- [What this task involves]: Starting at the top of the entries, restate word for word each line up to and including the one with "Target: extended arm".

Items from a dataset
################

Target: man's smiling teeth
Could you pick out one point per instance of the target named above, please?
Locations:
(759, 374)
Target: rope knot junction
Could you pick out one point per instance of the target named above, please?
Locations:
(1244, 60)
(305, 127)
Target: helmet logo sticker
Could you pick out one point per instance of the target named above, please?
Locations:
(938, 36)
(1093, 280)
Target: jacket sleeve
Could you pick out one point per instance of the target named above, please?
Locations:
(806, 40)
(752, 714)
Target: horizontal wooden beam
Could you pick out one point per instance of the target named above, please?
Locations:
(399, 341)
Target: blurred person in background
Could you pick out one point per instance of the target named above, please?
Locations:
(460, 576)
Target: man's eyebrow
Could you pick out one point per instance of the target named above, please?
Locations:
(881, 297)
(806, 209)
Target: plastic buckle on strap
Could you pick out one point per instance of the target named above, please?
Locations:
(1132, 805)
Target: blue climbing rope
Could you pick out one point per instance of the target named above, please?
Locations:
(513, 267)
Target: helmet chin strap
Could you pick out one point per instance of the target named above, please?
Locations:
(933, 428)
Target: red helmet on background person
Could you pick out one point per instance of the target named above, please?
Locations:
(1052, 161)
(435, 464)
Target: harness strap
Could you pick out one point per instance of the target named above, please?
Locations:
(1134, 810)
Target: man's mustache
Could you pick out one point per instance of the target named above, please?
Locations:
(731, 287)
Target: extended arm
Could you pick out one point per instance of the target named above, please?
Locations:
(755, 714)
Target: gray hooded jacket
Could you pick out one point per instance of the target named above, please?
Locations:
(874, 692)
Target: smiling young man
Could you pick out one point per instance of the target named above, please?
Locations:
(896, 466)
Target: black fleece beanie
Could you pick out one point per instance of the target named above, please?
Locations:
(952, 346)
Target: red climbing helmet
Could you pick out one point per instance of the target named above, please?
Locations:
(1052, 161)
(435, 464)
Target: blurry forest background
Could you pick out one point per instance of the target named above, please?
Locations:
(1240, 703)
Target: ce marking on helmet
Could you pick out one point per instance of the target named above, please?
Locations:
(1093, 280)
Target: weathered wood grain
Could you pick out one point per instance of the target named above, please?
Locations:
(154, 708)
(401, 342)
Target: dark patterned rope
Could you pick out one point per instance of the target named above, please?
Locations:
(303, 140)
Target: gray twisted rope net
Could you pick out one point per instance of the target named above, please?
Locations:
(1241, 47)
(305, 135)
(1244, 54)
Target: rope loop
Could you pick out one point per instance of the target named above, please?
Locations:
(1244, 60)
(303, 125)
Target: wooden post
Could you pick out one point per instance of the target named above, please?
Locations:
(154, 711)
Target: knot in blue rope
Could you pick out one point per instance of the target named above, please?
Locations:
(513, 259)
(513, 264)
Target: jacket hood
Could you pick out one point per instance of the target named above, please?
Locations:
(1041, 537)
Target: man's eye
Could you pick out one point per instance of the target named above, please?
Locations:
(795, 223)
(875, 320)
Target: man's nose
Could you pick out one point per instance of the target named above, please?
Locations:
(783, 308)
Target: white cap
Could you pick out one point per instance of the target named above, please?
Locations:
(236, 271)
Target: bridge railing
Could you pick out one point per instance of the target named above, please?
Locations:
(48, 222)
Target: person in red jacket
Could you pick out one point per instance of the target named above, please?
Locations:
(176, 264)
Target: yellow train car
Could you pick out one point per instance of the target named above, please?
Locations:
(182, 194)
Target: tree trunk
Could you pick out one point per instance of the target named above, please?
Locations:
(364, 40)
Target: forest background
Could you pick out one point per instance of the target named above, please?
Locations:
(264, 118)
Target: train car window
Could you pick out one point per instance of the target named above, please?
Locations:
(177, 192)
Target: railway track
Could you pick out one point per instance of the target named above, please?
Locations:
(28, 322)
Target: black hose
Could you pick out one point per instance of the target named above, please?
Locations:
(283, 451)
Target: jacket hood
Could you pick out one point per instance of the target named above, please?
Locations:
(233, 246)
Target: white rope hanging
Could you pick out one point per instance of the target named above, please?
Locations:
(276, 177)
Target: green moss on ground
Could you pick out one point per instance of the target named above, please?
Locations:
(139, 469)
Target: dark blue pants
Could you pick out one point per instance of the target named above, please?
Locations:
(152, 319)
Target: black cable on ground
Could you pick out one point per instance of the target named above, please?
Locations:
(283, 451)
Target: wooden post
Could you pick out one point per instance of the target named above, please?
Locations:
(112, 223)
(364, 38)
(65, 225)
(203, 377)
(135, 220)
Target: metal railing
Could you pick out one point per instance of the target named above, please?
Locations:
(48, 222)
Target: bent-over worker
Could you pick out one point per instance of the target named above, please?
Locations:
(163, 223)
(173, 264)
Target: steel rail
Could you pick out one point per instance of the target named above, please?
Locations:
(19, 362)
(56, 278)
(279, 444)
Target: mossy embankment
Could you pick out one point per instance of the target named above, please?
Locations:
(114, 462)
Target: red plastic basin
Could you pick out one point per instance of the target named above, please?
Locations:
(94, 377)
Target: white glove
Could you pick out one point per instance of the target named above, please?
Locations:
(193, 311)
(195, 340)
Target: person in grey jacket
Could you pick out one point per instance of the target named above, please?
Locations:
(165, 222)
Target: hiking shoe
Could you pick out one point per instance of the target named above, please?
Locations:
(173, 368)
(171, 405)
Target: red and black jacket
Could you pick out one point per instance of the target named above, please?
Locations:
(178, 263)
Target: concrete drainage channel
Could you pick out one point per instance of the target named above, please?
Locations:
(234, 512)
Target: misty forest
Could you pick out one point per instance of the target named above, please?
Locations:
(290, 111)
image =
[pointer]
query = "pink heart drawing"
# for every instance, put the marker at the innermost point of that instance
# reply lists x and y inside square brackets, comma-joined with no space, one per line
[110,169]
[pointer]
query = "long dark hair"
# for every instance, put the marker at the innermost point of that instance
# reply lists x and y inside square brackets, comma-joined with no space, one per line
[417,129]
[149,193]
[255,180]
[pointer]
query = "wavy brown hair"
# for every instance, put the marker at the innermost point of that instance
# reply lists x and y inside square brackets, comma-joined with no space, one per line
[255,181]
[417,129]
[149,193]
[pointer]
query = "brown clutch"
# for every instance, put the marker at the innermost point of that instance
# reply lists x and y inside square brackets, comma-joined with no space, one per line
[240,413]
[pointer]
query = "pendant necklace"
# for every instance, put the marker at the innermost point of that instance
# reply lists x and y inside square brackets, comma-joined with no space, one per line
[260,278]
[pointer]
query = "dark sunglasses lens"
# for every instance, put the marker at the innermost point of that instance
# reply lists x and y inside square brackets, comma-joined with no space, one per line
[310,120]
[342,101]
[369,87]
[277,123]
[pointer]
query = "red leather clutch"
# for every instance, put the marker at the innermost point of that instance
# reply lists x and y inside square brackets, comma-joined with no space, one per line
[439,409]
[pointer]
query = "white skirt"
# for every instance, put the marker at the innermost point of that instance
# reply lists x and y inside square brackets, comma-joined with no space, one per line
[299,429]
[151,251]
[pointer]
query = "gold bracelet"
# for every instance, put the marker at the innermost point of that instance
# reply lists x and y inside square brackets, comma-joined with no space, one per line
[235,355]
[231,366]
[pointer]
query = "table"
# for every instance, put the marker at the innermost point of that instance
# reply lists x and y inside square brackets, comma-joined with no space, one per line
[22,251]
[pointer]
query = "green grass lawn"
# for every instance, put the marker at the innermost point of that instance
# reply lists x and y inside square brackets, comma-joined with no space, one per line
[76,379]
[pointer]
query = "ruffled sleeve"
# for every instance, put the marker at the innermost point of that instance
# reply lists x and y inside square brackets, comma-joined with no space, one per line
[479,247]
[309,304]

################

- [Response to this exercise]:
Target: man's smiling teeth
Could you pick out one point per instance of the target named above, please?
Locations:
(759, 374)
Target: rope knot junction
Could you pick out one point per instance of the target named above, please?
Locations:
(1244, 60)
(305, 127)
Target: helmet logo sticker
Could you pick out one point per instance of the target named above, please?
Locations:
(938, 36)
(1093, 280)
Target: jacket sleeve
Could you pick out one point per instance of the target named above, please?
Locations:
(806, 40)
(752, 714)
Target: horizontal wooden beam
Could you pick out one point per instance of the target named above, please?
Locations:
(399, 341)
Target: blurred person in background
Could you pick out one point per instance of the target named above, please?
Locations:
(460, 576)
Target: man's eyebrow
Could you pick out one point per instance of the target named above, please?
Locations:
(881, 297)
(806, 209)
Target: plastic buckle on strap
Could you pick out one point per instance of the target named above, please?
Locations:
(1132, 805)
Target: blue climbing rope
Could you pick out one point per instance of the target named above, please?
Locations:
(513, 267)
Target: helmet chin strap
Could you pick out one point per instance of the target named above, please?
Locations:
(933, 428)
Target: red helmet on background person
Could you pick out one point per instance of the target named above, please?
Locations:
(1052, 161)
(435, 464)
Target: harness strap
Could you pick out one point per instance of the target named above, please?
Locations:
(1134, 810)
Target: man's mustache
Could you pick out one point per instance of the target named above, please?
Locations:
(731, 287)
Target: extended arm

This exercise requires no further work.